# Tarefa A
Segundo o texto da página, qual é o desafio de Pernambuco?
# Tarefa B
Altere as linhas fornecidas, desde a que contém "[spot] the white" até a última delas, trocando "Expected output" por "Reference output" e mantendo todo o resto igual. Apresente somente esse trecho.
----- Texto da página
André Magalhães fala sobre os desafios do governo Bolsonaro e do segundo mandato de Paulo de Câmara

Publicado em: 30/12/2018 08:00 | Atualizado em: 28/12/2018 17:02

O ano de 2019 começa com a posse de Jair Bolsonaro como presidente do Brasil. A partir desta semana, a missão do presidente eleito é fazer com que a economia retome o rumo de crescimento, mesmo com deficit orçamentário limitando o gasto público e as incertezas deixando o privado em modo espera. Algumas pautas discutidas, como a Reforma da Previdência é tida como prioritária, apesar deimpopular. A grande questão é o modelo a ser adotado e, principalmente, o impacto nos estados e municípios, que vão “aparecer” quebrados logo no início do ano.  Em Pernambuco, o desafio é chegar a um equilíbrio financeiro. No limite prudencial dos gastos com pessoal, o estado busca uma forma de reduzir a fatia destinada à  folha, gerar mais receita e não se endividar ainda mais. Em um bate-papo com o Diario de Pernambuco, o economista e professor da Universidade Federal de Pernambuco (UFPE), André Magalhães, falou sobre as medidas que devem ser tomadas no curto e longo prazo e as possíveis consequências tanto a nível nacional quanto estadual.
----------
----- Materiais fornecidos
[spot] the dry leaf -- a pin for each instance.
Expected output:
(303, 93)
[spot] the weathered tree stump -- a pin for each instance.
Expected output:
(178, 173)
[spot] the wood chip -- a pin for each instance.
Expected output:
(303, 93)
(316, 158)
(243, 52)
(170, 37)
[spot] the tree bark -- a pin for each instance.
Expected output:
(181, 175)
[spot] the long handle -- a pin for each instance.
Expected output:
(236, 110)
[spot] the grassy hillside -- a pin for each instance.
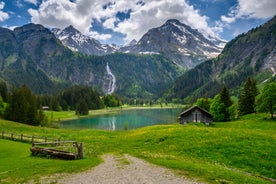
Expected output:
(233, 152)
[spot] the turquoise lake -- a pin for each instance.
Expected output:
(131, 119)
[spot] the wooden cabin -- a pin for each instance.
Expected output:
(196, 114)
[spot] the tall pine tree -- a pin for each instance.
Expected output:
(225, 99)
(22, 107)
(246, 104)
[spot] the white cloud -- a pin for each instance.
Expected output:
(143, 16)
(99, 36)
(3, 15)
(228, 20)
(257, 9)
(31, 1)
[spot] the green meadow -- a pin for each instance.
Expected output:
(241, 151)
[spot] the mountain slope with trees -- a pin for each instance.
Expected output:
(249, 54)
(33, 56)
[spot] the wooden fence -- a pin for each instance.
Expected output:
(49, 147)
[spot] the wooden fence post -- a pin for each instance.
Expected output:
(80, 150)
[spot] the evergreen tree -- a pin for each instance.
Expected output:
(225, 99)
(4, 91)
(217, 108)
(82, 108)
(266, 101)
(22, 107)
(204, 103)
(246, 104)
(3, 106)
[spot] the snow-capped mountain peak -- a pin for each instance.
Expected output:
(183, 45)
(76, 41)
----------
# Resposta A
Chegar a um equilíbrio financeiro.

# Resposta B
[spot] the white cloud -- a pin for each instance.
Reference output:
(143, 16)
(99, 36)
(3, 15)
(228, 20)
(257, 9)
(31, 1)
[spot] the green meadow -- a pin for each instance.
Reference output:
(241, 151)
[spot] the mountain slope with trees -- a pin for each instance.
Reference output:
(249, 54)
(33, 56)
[spot] the wooden fence -- a pin for each instance.
Reference output:
(49, 147)
[spot] the wooden fence post -- a pin for each instance.
Reference output:
(80, 150)
[spot] the evergreen tree -- a pin for each instance.
Reference output:
(225, 99)
(4, 91)
(217, 108)
(82, 108)
(266, 101)
(22, 107)
(204, 103)
(246, 104)
(3, 106)
[spot] the snow-capped mountain peak -- a pin for each instance.
Reference output:
(183, 45)
(76, 41)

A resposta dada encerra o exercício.